Written exercise: Copy out each line of the material below with no changes.

Data to use:

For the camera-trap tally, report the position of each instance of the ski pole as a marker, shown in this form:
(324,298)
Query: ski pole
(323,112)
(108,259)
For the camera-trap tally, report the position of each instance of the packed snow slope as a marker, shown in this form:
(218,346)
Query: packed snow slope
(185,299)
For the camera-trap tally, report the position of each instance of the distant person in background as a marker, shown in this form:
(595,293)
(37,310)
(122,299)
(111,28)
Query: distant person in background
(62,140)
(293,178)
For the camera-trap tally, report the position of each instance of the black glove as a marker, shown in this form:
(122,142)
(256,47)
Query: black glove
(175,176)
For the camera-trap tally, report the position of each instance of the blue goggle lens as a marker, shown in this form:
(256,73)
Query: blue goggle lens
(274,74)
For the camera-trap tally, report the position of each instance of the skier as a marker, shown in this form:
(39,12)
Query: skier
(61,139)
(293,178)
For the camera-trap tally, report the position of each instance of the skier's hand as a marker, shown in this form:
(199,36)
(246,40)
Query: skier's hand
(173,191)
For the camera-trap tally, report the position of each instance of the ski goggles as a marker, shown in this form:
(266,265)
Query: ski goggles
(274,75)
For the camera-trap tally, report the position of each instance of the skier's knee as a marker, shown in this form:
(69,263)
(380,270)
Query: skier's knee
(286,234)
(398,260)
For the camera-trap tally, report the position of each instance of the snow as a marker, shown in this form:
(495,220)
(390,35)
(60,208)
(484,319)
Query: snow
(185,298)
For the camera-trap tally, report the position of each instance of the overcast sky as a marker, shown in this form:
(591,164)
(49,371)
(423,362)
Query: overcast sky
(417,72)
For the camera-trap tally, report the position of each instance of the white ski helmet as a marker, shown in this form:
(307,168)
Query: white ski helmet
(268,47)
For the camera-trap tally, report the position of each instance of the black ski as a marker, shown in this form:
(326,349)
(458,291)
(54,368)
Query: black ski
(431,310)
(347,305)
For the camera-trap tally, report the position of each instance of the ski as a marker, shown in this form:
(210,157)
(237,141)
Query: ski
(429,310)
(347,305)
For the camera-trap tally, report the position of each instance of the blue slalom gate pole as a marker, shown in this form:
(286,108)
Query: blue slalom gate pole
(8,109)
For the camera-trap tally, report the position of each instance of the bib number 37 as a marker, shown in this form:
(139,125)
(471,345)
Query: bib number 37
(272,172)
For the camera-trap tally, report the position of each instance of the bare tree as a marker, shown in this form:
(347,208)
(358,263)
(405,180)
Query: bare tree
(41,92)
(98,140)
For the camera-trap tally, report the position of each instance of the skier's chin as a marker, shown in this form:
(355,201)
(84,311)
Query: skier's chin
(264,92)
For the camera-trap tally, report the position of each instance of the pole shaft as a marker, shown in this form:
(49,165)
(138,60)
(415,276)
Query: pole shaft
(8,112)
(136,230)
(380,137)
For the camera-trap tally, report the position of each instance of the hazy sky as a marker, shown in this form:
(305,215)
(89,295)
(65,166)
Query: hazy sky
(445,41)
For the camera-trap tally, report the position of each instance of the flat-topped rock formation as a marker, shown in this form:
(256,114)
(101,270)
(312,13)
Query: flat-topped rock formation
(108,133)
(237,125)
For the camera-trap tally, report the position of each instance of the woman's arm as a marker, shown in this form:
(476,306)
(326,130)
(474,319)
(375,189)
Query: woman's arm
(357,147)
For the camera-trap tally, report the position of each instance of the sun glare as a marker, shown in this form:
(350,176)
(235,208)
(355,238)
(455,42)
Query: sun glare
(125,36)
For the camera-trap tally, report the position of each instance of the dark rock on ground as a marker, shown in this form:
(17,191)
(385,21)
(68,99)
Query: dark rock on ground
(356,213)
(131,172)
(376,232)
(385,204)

Correct response:
For the camera-trap tally, report the position of each instance of the ski pole as a marker, shown in this form:
(324,298)
Query: ski pole
(323,112)
(108,259)
For the camera-trap tally, report the position of each instance of the packed snow slope as a marker, shown in this form:
(218,346)
Query: packed snow slope
(185,299)
For the camera-trap tally, report the position of each instance of the distant person in background as a marker, shown in this form:
(595,293)
(37,310)
(122,299)
(111,28)
Query: distant person in background
(62,140)
(293,178)
For the camera-trap tally, report the position of each instance of the black glove as a marker, shown in this form:
(122,142)
(256,47)
Query: black glove
(175,176)
For the camera-trap tally, report the position of each instance of the blue goggle lens as a marker, shown in this form:
(256,73)
Query: blue goggle lens
(274,74)
For the camera-trap tally, report the position of each instance of the skier as a marker, shown in this form:
(39,12)
Query: skier
(61,139)
(293,178)
For the camera-trap tally, report the position of each instance of the skier's hand as a marker, shown in this form:
(199,36)
(246,40)
Query: skier's hand
(173,191)
For the camera-trap tally, report the position of each instance of the ski goggles as a marker, shown in this form:
(266,265)
Query: ski goggles
(274,75)
For the camera-trap tally, report the position of each instance of the skier's knee as a marker, shown in this form:
(69,263)
(380,270)
Query: skier's knee
(286,234)
(398,260)
For the camera-trap tally, report the position of each instance of the snow as a marker, shown in this form:
(495,220)
(390,35)
(60,208)
(484,319)
Query: snow
(185,298)
For the camera-trap tally, report the position of each instance of the overcast sky as a marker, shown in this form:
(591,164)
(49,371)
(423,362)
Query: overcast sky
(417,72)
For the camera-trap tally, report the position of each instance of the white ski helmet as a marker, shown in this form:
(307,168)
Query: white ski helmet
(268,47)
For the camera-trap tally, report the position of each instance of the black ski as a marker, shown in this form:
(326,349)
(458,291)
(54,368)
Query: black ski
(431,310)
(347,305)
For the camera-trap tally, report the position of each instance of the ski as a marker, shown in this form:
(210,157)
(237,141)
Query: ski
(429,310)
(347,305)
For the camera-trap tally, report the position of each instance of the blue slalom gate pole as a marker, shown in this form:
(286,108)
Query: blue slalom gate pole
(8,109)
For the camera-trap tally, report the position of each instance of the bib number 37 as a marker, shown in this form:
(139,125)
(471,345)
Query: bib number 37
(272,172)
For the camera-trap tally, report the position of each instance of the bare tree as a marker, shown in this form:
(347,208)
(358,263)
(405,180)
Query: bare tree
(41,92)
(98,140)
For the camera-trap tally, report the position of each instance of the skier's chin as a marker, shown in this form:
(355,201)
(84,311)
Query: skier's chin
(264,92)
For the camera-trap tally, report the position of each instance of the pole shaft as a marker, shown in this form:
(49,165)
(138,60)
(415,276)
Query: pole shaft
(8,112)
(136,230)
(380,137)
For the camera-trap tally, report the position of each instance of the hazy sky as a marker, shown in this form:
(305,215)
(89,295)
(65,166)
Query: hazy sky
(445,41)
For the camera-trap tally, report the position of each instance of the flat-topped rock formation as a marker, shown in this form:
(256,114)
(101,270)
(312,13)
Query: flat-topped rock formation
(108,133)
(237,125)
For the camera-trap tally, report the position of each instance of the woman's arm as a marker, shown in this form:
(476,306)
(326,130)
(474,319)
(375,189)
Query: woman's arm
(357,147)
For the camera-trap tally, report the position of each instance of the sun glare as a marker, shown in this form:
(350,176)
(235,208)
(355,238)
(455,42)
Query: sun glare
(125,36)
For the camera-trap tally, report the position of each instance of the dark rock on ground as a marker, shown in this form:
(17,191)
(385,21)
(68,99)
Query: dark rock on ground
(356,213)
(131,172)
(376,232)
(385,204)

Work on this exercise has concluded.